Alıntılanan yazı:
09/10/2009 | Yazar: Deniz Deniz

Travesti ve transseksüeller, kendilerine reva görülen faşizan uygulamalar karşısında daha önce hiç olmadığı kadar yalnızlar, çaresizler ve kendi kaderlerine terk edilmiş durumdalar.

Travesti ve transseksüeller, kendilerine reva görülen faşizan uygulamalar karşısında daha önce hiç olmadığı kadar yalnızlar, çaresizler ve kendi kaderlerine terk edilmiş durumdalar. Hoş zaten hep kendi kaderlerine terk edilmemişler miydi? Ama bu sefer, ilk kez devlet kaderlerine de el attı. Tecrit ve imha. Devlet daha önce hiç olmadığı kadar kararlı görünüyor. Devleti yönetenler hiçbir yerde hiçbir şekilde travesti ve transseksüel görmek istemiyor. Çapkın en az İzmir'deki kadar kararlı. İstanbul travestilerden temizlenecek. O kadar. Sahi travesti dediği kir falan olmalı. Kim demiş farklı cinsel kimlikler, kim demiş farklı cinsel eğilimler. Zeki Müren mi? O hangi vicdanımız ola ki. Ya da hangi ikiyüzlülüğümüz.

Farklılıklarına, demokrasiye açılma kararı almış bir Türkiye, travesti ve transseksüellerine kapanma kararı almış görünüyor. Hem de ne kapanma.
 
Başbakan onca isim saydı farklılıklar adına, ama devlet millet el ele son yolculuğuna gönderilen Zeki Müren’i sahi neden anmadı? O bir renk değil miydi? O’nun her yönüyle gerçekten barışılmış mıydı? Bu devletin bu toplumun barışması en hayati derecede olan bir rengi üstünde taşımıyor muydu? Ama Başbakan o rengi anmadı, ikiyüzlülerin ülkesinin ikiyüzlü siyaseti adına bile olsa. Yoksa başbakanın o güzel ağzı maazallah kirlenir miydi ansaydı. Öyle ya temizlenesi, süpürülesi travestilerden ne farkı var Zeki Müren'in.

Görevler:
1. Alıntılanan yazıya göre Başbakan, farklılıklar adına isimler sayarken kimi anmadı?
2. Alıntılanan yazının "Farklılıklarına, demokrasiye açılma" ile başlayıp "var Zeki Müren'in." ile biten kısmını, "demokrasiye" yerine "özgürlüğe" koyarak güncelleyin.
3. Alıntılanan yazıyı son cümlesinden sonra gelecek şekilde sürdürün.
Liste bu alıştırmada hiçbir işlev görmüyor.

Veri bölümü:
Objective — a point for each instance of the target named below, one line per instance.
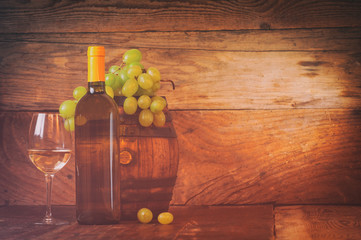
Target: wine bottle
(97, 149)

Alıştırma yanıtları:
1. Zeki Müren'i anmadı.

2.
Farklılıklarına, özgürlüğe açılma kararı almış bir Türkiye, travesti ve transseksüellerine kapanma kararı almış görünüyor. Hem de ne kapanma.
 
Başbakan onca isim saydı farklılıklar adına, ama devlet millet el ele son yolculuğuna gönderilen Zeki Müren’i sahi neden anmadı? O bir renk değil miydi? O’nun her yönüyle gerçekten barışılmış mıydı? Bu devletin bu toplumun barışması en hayati derecede olan bir rengi üstünde taşımıyor muydu? Ama Başbakan o rengi anmadı, ikiyüzlülerin ülkesinin ikiyüzlü siyaseti adına bile olsa. Yoksa başbakanın o güzel ağzı maazallah kirlenir miydi ansaydı. Öyle ya temizlenesi, süpürülesi travestilerden ne farkı var Zeki Müren'in.

3.
 
İşte bu derece dışlanan travestiler direniyorlar, direnmeye çalışıyorlar. Boşuna bir musibet bin nasihatten evladır dememişler. İlk kez yürümeyi, ilk kez kenetlenmeyi, ilk kez ses çıkarmayı öğreniyorlar. Ülker, Hortum Süleyman geride kaldı diyenler yanılmıştı. Türkiye'nin Stonewoll’u aslında ya hep yaşanmıştı ya da daha hiç yaşanmamıştı. Yaşanacak. Öyle görünüyor. İlk kez 100’ü aşkın tt İstanbul’da buluştu, slogan attı, yürüdü. Ama yalnızdılar. LGB arkadaşlarının onları yalnız bırakması en acısıydı. Ve de en anlaşılmazı. Buna karşın gökkuşağı onları selamladı. İster ilahi adalet deyin ister doğanın bir jesti. Ama apaçık gökkuşağı açtı. O anki sevinç görülmeye değerdi. Ama ne var ki göklerde açan o kuşağın renkleri aşağıda eksikti. Hem de ne eksik.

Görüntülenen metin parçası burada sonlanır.